[Begin DATA TO PROCESS]
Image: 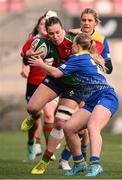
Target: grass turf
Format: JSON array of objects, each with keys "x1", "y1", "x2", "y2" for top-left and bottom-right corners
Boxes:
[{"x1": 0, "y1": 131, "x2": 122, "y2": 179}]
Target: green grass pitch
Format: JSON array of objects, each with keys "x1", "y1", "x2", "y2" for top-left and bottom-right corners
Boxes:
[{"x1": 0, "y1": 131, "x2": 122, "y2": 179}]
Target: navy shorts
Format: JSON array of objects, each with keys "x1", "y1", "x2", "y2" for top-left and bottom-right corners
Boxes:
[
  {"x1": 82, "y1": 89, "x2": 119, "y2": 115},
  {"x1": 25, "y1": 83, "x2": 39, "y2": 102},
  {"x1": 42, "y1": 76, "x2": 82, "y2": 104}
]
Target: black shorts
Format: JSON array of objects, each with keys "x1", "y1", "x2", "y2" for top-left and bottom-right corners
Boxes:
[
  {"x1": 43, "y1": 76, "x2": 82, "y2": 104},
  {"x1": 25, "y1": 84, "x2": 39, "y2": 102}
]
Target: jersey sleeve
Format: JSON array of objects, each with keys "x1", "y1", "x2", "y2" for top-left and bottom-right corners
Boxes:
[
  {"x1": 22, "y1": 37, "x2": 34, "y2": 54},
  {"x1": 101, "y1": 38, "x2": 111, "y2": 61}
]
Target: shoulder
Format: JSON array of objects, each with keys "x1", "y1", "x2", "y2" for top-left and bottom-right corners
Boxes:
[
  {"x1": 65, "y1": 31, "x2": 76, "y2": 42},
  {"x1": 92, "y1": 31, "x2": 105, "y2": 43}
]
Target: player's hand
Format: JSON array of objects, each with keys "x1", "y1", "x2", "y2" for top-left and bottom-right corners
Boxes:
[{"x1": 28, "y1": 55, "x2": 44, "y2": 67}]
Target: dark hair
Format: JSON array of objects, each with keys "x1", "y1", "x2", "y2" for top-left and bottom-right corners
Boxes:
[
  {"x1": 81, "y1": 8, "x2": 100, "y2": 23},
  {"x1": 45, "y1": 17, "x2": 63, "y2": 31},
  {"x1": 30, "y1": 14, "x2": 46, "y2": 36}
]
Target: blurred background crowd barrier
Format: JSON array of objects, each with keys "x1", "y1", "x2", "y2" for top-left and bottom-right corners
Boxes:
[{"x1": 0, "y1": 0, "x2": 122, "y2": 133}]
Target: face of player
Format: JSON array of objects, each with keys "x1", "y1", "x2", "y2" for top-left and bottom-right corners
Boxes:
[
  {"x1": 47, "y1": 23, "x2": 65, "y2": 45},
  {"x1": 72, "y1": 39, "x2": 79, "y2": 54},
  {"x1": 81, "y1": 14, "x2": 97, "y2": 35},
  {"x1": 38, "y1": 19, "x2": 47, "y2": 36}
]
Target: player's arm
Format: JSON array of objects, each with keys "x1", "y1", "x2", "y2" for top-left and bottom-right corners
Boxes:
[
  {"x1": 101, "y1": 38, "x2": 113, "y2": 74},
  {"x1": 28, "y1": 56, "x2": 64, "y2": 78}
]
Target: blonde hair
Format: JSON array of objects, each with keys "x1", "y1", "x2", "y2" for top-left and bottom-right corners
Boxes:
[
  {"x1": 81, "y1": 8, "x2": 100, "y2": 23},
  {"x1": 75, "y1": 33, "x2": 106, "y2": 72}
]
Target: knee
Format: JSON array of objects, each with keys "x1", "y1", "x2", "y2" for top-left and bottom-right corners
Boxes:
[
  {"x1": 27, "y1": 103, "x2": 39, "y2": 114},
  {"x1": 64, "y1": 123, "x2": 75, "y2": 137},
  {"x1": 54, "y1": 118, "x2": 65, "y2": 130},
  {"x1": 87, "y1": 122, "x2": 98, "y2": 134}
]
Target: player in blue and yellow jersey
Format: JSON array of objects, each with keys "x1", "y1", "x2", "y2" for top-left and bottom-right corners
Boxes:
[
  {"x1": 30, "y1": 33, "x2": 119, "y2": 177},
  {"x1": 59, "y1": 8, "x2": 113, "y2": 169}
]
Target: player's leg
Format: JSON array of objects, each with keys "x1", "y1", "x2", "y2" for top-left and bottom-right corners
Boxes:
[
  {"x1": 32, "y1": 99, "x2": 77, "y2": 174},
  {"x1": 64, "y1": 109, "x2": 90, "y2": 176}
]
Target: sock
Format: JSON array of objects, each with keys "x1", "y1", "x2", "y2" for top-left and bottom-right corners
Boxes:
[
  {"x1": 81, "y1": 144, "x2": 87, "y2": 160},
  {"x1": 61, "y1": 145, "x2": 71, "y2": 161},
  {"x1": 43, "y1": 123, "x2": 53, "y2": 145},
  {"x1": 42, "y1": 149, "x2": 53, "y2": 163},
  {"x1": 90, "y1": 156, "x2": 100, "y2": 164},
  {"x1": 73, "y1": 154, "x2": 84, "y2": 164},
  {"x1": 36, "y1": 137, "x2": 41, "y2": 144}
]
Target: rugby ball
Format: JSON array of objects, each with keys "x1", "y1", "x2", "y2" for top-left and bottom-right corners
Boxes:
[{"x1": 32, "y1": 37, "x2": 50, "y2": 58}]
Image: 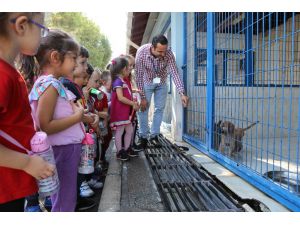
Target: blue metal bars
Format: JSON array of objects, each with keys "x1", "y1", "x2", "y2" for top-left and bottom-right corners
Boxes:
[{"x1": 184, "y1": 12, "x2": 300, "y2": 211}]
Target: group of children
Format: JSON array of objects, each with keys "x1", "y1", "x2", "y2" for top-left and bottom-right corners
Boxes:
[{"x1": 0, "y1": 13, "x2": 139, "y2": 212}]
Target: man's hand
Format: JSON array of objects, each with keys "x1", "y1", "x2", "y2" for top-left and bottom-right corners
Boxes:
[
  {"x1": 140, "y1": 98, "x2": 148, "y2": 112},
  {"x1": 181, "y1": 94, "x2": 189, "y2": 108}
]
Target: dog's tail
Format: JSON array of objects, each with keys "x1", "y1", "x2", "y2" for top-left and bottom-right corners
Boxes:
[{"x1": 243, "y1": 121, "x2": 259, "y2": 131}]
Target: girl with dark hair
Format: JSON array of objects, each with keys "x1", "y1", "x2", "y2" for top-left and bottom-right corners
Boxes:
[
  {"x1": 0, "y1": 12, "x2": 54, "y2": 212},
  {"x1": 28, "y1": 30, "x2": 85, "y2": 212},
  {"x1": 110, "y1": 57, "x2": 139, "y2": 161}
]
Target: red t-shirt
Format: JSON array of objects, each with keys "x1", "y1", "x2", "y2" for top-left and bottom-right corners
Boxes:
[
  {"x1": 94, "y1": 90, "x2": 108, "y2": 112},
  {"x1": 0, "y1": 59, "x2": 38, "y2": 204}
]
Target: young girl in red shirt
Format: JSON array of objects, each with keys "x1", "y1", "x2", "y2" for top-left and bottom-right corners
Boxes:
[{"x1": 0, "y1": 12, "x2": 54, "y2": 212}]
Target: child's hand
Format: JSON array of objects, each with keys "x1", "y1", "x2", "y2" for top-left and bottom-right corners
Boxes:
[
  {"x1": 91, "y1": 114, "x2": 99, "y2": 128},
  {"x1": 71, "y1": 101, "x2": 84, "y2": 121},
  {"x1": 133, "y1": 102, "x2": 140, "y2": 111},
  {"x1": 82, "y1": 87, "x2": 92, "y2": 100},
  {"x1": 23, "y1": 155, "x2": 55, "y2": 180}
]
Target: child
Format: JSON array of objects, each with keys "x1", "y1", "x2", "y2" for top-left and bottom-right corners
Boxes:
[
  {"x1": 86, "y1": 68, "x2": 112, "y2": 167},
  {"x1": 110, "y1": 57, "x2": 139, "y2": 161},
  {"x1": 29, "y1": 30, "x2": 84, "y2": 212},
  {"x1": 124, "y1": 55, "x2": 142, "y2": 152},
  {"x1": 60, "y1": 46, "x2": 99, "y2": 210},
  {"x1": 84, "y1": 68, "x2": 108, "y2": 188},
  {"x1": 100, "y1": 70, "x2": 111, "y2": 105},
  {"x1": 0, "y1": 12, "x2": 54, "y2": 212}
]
[End DATA TO PROCESS]
→ WORK INSTRUCTIONS
Write out once more the lines above beginning at the line with "Target: young girl in red shirt"; continue through the final line and stop there.

→ CORRECT ANSWER
Target: young girl in red shirt
Format: JSON array of objects, each with keys "x1", "y1", "x2", "y2" for top-left and bottom-right corners
Boxes:
[{"x1": 0, "y1": 12, "x2": 54, "y2": 212}]
Target: child's hand
Format: JSON array of objects, each with keys "x1", "y1", "x2", "y2" for top-left and bottom-right corners
Boxes:
[
  {"x1": 91, "y1": 114, "x2": 99, "y2": 128},
  {"x1": 71, "y1": 101, "x2": 84, "y2": 121},
  {"x1": 133, "y1": 102, "x2": 140, "y2": 111},
  {"x1": 82, "y1": 87, "x2": 92, "y2": 100},
  {"x1": 23, "y1": 155, "x2": 55, "y2": 180}
]
Target: child
Format: JSON array of objects, each with keys "x1", "y1", "x2", "y2" for top-left and bottom-right corners
Boxes:
[
  {"x1": 86, "y1": 68, "x2": 112, "y2": 167},
  {"x1": 110, "y1": 57, "x2": 139, "y2": 161},
  {"x1": 29, "y1": 30, "x2": 84, "y2": 212},
  {"x1": 124, "y1": 55, "x2": 142, "y2": 152},
  {"x1": 60, "y1": 46, "x2": 99, "y2": 210},
  {"x1": 84, "y1": 68, "x2": 108, "y2": 188},
  {"x1": 100, "y1": 70, "x2": 111, "y2": 105},
  {"x1": 0, "y1": 12, "x2": 54, "y2": 212}
]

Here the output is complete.